Description of the task ▸
Could you rewrite the entries from the start through the line containing "column 215, row 59", substituting "patio table" for "outdoor table" and leaving everything else unchanged?

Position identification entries
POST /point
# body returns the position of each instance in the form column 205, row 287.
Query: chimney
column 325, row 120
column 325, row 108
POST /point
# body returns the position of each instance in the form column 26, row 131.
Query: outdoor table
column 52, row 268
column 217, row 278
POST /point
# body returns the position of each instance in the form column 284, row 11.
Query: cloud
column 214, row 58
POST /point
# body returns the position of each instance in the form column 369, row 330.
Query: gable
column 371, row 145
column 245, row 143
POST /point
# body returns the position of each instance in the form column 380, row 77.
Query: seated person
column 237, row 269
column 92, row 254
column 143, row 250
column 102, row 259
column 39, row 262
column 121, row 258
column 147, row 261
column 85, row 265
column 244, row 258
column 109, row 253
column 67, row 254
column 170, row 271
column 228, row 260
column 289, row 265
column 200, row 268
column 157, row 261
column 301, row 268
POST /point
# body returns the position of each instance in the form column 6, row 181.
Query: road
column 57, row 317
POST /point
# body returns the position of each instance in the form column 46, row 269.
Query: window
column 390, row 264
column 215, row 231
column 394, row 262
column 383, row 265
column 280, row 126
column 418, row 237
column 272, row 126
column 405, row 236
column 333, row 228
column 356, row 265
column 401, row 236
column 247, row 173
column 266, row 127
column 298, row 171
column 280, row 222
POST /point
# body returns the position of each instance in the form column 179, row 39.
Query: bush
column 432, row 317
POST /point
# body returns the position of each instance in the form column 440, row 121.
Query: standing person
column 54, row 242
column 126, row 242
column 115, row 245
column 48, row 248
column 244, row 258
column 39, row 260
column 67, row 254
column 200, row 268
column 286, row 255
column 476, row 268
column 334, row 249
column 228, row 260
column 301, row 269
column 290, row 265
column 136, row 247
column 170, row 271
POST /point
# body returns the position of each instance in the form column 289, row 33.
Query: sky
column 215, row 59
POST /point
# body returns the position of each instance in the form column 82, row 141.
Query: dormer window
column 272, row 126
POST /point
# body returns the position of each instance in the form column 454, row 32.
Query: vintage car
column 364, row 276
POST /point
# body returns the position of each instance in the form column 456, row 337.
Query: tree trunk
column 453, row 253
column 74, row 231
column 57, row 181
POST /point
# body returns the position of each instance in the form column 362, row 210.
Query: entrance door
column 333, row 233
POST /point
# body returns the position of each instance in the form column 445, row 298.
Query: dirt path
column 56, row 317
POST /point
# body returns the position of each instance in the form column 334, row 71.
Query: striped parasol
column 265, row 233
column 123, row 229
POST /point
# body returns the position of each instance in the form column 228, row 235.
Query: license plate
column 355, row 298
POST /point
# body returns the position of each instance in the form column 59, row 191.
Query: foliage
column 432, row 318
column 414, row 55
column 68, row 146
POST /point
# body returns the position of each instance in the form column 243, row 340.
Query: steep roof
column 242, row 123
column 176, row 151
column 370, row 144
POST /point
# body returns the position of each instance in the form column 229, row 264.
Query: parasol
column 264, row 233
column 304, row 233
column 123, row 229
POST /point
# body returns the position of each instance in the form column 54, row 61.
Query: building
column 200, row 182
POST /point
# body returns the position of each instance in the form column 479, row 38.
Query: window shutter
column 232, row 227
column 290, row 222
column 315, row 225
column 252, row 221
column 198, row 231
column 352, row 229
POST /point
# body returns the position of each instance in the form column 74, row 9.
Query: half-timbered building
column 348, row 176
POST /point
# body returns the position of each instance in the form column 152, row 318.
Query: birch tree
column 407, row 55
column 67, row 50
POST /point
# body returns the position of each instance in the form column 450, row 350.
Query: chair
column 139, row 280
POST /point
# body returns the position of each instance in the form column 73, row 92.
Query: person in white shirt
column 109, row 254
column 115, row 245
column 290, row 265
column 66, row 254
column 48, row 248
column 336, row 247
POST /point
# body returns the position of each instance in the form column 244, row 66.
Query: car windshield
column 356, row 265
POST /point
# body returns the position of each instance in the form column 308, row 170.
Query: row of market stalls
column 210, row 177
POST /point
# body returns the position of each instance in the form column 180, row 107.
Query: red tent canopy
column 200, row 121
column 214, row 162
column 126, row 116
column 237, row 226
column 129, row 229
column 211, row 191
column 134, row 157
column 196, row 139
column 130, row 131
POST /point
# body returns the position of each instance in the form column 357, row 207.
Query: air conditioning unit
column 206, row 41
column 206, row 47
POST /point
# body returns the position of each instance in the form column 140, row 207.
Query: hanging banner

Exercise result ▸
POST /point
# body returns the position of each instance in the form column 205, row 287.
Query: chimney
column 325, row 120
column 325, row 108
POST /point
# body returns the position of each instance in the form column 26, row 131.
Query: patio table
column 52, row 268
column 217, row 278
POST /point
# body returns the position of each instance in the form column 284, row 11.
Query: cloud
column 214, row 58
POST /point
# body returns the position of each instance in the form column 369, row 330.
Query: gable
column 371, row 145
column 245, row 143
POST /point
# body returns the position of each instance in the form column 380, row 77.
Query: seated person
column 237, row 269
column 92, row 254
column 143, row 250
column 102, row 259
column 39, row 262
column 121, row 258
column 147, row 261
column 85, row 265
column 244, row 258
column 109, row 253
column 67, row 254
column 170, row 271
column 228, row 260
column 289, row 265
column 200, row 268
column 157, row 261
column 301, row 268
POST /point
# body returns the position of each instance in the form column 6, row 181.
Query: road
column 57, row 317
POST /point
# body returns the position of each instance in the form column 46, row 269.
Query: window
column 390, row 264
column 215, row 231
column 394, row 262
column 383, row 265
column 280, row 126
column 418, row 237
column 272, row 126
column 405, row 236
column 333, row 228
column 356, row 265
column 401, row 236
column 247, row 173
column 266, row 127
column 298, row 171
column 280, row 222
POST /point
# body returns the position of each instance in the form column 179, row 39.
Query: bush
column 432, row 317
POST /point
# body returns the position of each instance in the form column 440, row 121.
Query: standing person
column 54, row 242
column 126, row 242
column 115, row 245
column 48, row 248
column 244, row 258
column 39, row 260
column 67, row 254
column 200, row 268
column 286, row 255
column 476, row 268
column 334, row 249
column 228, row 260
column 301, row 269
column 290, row 265
column 136, row 247
column 170, row 271
POST /point
# body returns the position of each instance in the form column 289, row 33.
Query: sky
column 215, row 59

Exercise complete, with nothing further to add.